Written exercise 1:
Within the records, rewrite the part that opens with the line containing "TARGET: conductor's podium" and closes with the line containing "[(323, 160)]", swapping "marker" for "pin" and leaving everything else unchanged. Give only those lines.

Document section:

(no subject)
Oct. 12th, 2004 08:58 pmI find myself thinking that *friendship* is harder to write than passionate erotic connection, maybe, just as happy marriage is harder to write than angsty breakup. I mean, sure, slash is all about finding the erotic possibilities within male friendships, male emotional connections, and actualizing them in physical sexual connections. And there is for sure an erotic vibe of sorts between Fraser and Vecchio -- that *ping* of attraction between matter and antimatter, the familiar self and the strange, alien *other.* But the real beauty of Fraser/Vecchio (to me, I mean, in my own conceptualization) is that it *doesn't* get actualized in any overt way, that it shimmers and glimmers and then is backed away from, as the two of them see their differences and take their different paths. The friendship is always there, and it's stronger, in a way, because they won't ever entirely meet each other's needs. There's always that gulf, that respect for the integrity their differences, the sort of formality of their standard jibes and snarks and the roles that they play with each other. They had to *create* their connection, it wasn't just a matter of hormones and passion, and the ease that it acquires with time is a product of ... um, effort, or accommodation, or learning, it's not click-spark-*boom*. And I dig that, but ... garrgh. I need to somehow get this in a story, I'm not making much sense trying to explain it.
And in other matters, I'm sad today because due to RL vexations I've had to cancel out on a planned fannish get-together this weekend. *le sigh* I shall, perhaps, get some writing done instead, and take care of RL business, and be wistful, and hope that my buddies are having a fabulous time, even though I can't be there.

Provided records:
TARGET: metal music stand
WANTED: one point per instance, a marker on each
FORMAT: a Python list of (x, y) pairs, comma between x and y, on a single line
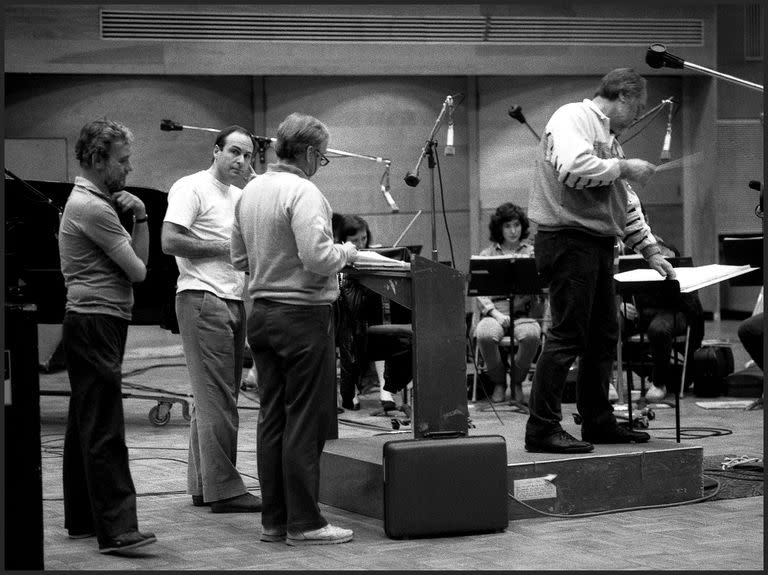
[(667, 290), (744, 250), (503, 276)]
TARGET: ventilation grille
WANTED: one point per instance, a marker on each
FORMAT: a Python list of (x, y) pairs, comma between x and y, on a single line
[(753, 33), (199, 26), (596, 31), (282, 28)]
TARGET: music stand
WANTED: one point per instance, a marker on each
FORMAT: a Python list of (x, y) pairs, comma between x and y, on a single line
[(744, 250), (503, 276), (668, 291)]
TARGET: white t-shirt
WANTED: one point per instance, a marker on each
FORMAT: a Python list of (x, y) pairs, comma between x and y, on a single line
[(206, 207)]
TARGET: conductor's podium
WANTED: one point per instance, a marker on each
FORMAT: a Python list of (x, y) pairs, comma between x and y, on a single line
[(611, 477), (435, 295)]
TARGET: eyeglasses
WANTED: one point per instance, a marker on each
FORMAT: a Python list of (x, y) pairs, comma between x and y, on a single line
[(323, 160)]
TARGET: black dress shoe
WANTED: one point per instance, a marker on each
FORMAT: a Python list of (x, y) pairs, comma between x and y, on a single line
[(80, 534), (198, 501), (125, 541), (615, 434), (245, 503), (558, 442), (388, 405)]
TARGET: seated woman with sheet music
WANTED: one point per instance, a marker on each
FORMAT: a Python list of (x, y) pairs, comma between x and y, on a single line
[(358, 308), (493, 319)]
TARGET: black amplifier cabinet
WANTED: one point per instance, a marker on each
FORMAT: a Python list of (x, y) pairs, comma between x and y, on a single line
[(23, 497)]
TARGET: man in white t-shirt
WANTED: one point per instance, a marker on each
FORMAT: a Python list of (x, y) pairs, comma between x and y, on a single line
[(211, 314)]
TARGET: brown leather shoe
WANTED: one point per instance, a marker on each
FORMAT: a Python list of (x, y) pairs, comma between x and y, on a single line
[(126, 541), (614, 434), (558, 442)]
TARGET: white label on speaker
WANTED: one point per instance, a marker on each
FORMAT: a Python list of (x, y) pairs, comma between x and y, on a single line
[(7, 370), (535, 488)]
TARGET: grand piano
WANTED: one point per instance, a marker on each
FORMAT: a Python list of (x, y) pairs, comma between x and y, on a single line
[(32, 267)]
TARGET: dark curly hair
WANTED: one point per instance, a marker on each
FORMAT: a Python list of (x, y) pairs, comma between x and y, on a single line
[(620, 81), (507, 212), (352, 225)]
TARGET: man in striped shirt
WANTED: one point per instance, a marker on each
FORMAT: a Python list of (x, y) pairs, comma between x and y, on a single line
[(580, 201)]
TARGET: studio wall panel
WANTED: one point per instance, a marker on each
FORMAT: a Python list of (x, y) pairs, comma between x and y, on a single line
[(57, 106)]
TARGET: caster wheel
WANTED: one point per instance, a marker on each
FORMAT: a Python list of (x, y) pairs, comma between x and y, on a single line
[(160, 414), (185, 411)]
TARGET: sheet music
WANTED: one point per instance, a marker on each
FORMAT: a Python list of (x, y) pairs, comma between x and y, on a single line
[(369, 260), (690, 278), (502, 257)]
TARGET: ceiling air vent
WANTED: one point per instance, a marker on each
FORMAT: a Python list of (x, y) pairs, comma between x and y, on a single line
[(138, 25), (753, 33), (218, 26)]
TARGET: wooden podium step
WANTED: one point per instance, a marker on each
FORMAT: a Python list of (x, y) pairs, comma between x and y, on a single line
[(611, 477)]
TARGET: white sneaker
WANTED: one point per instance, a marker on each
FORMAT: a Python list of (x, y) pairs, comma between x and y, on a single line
[(654, 393), (328, 535)]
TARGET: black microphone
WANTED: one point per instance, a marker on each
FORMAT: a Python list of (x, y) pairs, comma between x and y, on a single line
[(516, 112), (449, 149), (170, 126), (657, 56), (411, 179)]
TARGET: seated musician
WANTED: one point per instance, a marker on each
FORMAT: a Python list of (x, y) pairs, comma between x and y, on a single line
[(661, 322), (493, 319), (358, 307)]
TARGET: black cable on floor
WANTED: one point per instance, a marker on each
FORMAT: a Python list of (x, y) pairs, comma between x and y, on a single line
[(140, 370), (687, 432)]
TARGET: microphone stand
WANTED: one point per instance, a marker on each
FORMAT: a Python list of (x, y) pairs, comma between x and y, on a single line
[(412, 178), (263, 142), (657, 56)]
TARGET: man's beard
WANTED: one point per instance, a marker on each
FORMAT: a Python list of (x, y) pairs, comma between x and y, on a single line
[(114, 185)]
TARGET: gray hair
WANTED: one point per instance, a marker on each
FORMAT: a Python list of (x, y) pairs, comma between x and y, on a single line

Written exercise 2:
From the blog post on friendship in fan writing, copy word for word the part that opens with the words containing "And in other" and closes with "can't be there.".

Full solution 1:
TARGET: conductor's podium
WANTED: one point per instance, a pin on each
FORMAT: a Python list of (x, y) pairs, comma between x and y, on a single line
[(611, 477), (435, 295)]
TARGET: eyeglasses
WANTED: one point per instance, a pin on each
FORMAT: a Python list of (x, y) pairs, comma between x and y, on a single line
[(323, 160)]

Full solution 2:
And in other matters, I'm sad today because due to RL vexations I've had to cancel out on a planned fannish get-together this weekend. *le sigh* I shall, perhaps, get some writing done instead, and take care of RL business, and be wistful, and hope that my buddies are having a fabulous time, even though I can't be there.